[Source records]
--------------------------------

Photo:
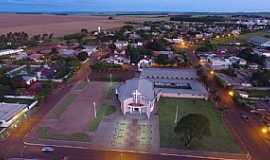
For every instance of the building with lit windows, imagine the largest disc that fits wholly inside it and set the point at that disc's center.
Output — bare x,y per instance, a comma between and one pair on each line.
139,95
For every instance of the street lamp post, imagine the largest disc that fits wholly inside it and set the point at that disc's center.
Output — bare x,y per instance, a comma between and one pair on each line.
95,111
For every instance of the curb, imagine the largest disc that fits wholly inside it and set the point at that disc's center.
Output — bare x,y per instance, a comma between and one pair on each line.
132,151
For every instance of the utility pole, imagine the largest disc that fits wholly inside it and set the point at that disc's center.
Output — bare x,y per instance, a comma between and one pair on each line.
95,111
176,114
111,79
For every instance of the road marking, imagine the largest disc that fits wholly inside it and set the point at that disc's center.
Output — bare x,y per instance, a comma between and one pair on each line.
132,151
194,156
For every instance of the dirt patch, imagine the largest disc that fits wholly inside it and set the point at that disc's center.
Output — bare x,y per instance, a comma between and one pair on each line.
76,114
61,25
117,75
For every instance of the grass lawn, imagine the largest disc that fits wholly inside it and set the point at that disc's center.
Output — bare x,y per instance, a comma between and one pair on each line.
19,100
259,93
107,108
44,132
63,105
223,40
81,85
220,140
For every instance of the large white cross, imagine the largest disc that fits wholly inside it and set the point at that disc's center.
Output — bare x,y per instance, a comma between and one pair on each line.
136,94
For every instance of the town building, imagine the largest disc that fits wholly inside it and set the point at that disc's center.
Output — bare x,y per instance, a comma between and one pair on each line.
139,95
10,51
260,41
218,63
10,112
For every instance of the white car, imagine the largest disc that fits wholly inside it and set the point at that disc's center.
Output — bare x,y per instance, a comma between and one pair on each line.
47,149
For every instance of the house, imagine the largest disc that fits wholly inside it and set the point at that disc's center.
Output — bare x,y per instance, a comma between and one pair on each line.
29,80
10,51
143,63
260,41
117,59
89,49
262,52
10,112
121,44
167,54
218,63
68,52
237,60
138,95
36,57
253,66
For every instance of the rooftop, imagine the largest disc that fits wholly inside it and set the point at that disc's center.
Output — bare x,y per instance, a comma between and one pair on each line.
145,87
169,73
9,110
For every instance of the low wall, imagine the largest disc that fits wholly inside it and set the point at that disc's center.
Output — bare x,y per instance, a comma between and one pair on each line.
20,97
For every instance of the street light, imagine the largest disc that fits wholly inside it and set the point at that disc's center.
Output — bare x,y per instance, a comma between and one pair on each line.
231,93
264,130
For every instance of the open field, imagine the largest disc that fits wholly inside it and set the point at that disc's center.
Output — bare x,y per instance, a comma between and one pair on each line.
220,140
61,25
71,117
107,108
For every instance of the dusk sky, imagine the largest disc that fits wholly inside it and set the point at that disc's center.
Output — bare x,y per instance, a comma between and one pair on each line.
134,5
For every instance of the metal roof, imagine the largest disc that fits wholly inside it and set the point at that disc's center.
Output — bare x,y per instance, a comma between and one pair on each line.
145,87
9,110
169,73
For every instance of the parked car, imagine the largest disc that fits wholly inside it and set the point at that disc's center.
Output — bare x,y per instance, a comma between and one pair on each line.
47,149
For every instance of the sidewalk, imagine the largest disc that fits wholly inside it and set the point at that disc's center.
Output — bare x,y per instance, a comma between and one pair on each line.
161,151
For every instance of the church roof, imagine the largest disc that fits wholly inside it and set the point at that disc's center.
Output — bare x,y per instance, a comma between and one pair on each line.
143,86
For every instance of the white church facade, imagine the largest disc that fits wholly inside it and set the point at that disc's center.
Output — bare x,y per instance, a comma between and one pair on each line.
139,95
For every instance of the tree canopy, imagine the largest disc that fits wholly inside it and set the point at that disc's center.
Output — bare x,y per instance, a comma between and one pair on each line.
193,126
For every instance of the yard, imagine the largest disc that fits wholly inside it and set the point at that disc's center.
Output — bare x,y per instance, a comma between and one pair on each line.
46,134
220,140
107,108
259,93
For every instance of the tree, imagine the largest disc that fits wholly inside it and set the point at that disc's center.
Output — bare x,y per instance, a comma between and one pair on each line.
134,54
206,47
193,126
84,31
4,90
82,56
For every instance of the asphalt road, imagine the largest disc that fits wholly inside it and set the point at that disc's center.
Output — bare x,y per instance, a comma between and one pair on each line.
31,152
248,133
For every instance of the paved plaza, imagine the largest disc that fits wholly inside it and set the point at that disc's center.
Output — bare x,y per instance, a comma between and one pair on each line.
128,133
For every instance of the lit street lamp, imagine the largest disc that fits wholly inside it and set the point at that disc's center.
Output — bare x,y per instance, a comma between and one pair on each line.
212,72
264,130
231,93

--------------------------------

§ **Task goal**: Report each line in the entries where the string "street" occurs.

§ **Exercise solution**:
For every instance of the street lamp post, imagine the largest disc that fits wholly inside it and set the point at that disc's center.
For every instance of the street light, imagine the largest disc that fits wholly inside it and set the point at that disc's center.
For every instance of the lit street lamp, imagine the largest disc that fits wholly inside it and set the point at that disc's center.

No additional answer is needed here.